| Directions |
Among the records that follow, set down only the lines from the one containing "Annotation task — mark the mowed" to the one containing "Annotation task — mark the fallen", both included, exactly.

| Records to use |

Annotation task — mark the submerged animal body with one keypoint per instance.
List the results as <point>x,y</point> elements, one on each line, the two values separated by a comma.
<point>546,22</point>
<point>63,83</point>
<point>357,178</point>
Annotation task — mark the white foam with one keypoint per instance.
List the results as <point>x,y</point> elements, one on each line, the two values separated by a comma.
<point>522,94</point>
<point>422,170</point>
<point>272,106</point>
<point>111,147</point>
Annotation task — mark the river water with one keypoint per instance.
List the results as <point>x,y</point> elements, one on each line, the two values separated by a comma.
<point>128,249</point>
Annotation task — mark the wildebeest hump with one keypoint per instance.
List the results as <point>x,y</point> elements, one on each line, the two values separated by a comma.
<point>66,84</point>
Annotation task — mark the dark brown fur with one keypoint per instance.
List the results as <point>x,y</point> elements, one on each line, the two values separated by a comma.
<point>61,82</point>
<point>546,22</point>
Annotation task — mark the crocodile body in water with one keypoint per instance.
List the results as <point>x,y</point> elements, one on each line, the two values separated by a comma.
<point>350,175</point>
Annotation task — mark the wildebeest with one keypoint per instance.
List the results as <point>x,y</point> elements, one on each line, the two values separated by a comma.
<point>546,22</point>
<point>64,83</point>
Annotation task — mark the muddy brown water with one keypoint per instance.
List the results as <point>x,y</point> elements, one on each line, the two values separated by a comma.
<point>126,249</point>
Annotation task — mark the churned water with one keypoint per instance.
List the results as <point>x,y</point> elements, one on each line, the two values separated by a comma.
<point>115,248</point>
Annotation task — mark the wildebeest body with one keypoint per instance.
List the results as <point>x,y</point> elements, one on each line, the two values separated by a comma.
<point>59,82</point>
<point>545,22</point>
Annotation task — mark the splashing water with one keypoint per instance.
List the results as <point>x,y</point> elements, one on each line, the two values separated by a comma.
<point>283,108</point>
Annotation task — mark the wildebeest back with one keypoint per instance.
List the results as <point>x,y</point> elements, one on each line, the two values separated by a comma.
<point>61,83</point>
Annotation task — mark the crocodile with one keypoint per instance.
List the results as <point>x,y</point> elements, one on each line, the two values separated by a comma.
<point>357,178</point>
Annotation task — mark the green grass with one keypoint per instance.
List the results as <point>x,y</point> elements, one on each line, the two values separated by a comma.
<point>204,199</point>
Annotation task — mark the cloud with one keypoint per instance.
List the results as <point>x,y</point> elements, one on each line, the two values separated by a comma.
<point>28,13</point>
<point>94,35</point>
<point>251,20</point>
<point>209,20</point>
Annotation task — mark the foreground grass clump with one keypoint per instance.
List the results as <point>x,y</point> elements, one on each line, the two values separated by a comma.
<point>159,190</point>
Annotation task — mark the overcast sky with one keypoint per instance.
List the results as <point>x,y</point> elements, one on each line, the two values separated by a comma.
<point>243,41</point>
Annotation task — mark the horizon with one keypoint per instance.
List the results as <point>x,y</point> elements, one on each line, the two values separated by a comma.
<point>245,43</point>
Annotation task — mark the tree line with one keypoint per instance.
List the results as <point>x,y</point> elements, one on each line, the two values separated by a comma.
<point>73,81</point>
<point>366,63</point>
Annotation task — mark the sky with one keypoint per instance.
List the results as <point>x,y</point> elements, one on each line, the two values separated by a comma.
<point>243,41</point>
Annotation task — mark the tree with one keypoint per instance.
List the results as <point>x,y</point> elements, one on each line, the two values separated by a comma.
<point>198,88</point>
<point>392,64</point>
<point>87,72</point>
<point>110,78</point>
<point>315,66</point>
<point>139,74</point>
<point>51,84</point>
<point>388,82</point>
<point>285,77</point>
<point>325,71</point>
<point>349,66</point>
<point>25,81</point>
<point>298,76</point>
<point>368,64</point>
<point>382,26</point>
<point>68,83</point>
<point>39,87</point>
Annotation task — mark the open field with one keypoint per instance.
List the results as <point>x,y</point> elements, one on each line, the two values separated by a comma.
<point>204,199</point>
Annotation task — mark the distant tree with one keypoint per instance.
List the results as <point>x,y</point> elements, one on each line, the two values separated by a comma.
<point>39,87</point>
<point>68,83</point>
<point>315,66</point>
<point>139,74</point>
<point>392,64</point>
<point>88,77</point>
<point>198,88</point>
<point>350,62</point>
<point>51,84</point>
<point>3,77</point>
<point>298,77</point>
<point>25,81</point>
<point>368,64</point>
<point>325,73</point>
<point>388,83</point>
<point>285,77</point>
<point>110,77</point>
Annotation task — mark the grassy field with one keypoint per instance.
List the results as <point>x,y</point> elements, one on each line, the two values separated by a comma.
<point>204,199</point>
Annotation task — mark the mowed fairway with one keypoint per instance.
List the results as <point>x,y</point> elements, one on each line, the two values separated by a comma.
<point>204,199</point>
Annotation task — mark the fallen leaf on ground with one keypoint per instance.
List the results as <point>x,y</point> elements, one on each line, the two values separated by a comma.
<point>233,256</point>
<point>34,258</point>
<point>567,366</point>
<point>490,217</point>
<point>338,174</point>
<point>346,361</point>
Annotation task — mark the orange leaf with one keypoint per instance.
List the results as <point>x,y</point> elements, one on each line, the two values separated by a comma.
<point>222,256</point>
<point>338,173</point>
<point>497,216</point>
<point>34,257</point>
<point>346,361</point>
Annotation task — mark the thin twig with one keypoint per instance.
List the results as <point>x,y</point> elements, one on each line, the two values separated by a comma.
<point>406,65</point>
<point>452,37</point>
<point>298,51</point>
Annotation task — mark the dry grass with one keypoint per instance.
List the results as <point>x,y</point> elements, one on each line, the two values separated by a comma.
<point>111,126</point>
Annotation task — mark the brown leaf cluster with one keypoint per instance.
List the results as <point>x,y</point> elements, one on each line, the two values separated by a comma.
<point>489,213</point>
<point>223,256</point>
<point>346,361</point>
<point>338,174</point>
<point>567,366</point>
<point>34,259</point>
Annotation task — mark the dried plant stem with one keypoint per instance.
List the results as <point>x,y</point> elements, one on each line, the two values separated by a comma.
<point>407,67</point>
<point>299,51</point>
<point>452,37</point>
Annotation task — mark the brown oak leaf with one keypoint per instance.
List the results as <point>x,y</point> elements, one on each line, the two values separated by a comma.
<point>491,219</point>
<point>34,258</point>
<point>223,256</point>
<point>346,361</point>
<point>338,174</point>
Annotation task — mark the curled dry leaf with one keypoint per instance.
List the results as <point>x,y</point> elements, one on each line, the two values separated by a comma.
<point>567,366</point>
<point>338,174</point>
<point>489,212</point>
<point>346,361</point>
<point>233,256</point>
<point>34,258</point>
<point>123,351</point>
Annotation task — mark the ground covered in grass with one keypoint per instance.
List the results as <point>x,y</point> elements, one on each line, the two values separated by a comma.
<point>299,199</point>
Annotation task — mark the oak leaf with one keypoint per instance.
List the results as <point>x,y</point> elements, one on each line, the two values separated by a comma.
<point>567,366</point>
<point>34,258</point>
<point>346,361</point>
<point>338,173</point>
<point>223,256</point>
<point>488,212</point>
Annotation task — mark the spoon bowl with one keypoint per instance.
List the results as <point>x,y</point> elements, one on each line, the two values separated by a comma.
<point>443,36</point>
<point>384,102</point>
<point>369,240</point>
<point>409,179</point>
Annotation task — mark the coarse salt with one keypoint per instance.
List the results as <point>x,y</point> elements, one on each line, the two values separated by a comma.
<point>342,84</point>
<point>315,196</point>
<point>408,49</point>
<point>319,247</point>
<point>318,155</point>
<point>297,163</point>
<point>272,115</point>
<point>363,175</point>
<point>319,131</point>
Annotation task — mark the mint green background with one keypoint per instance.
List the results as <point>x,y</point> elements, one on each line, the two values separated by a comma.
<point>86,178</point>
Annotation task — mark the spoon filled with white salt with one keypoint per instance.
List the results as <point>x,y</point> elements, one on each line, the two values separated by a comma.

| Problem solution |
Annotation task — mark the mowed fairway with one keypoint per instance.
List the results as <point>x,y</point> elements, one on each line, the two values separated by a comma.
<point>204,199</point>
Annotation task — mark the fallen leaf on ground with one keypoint per instance.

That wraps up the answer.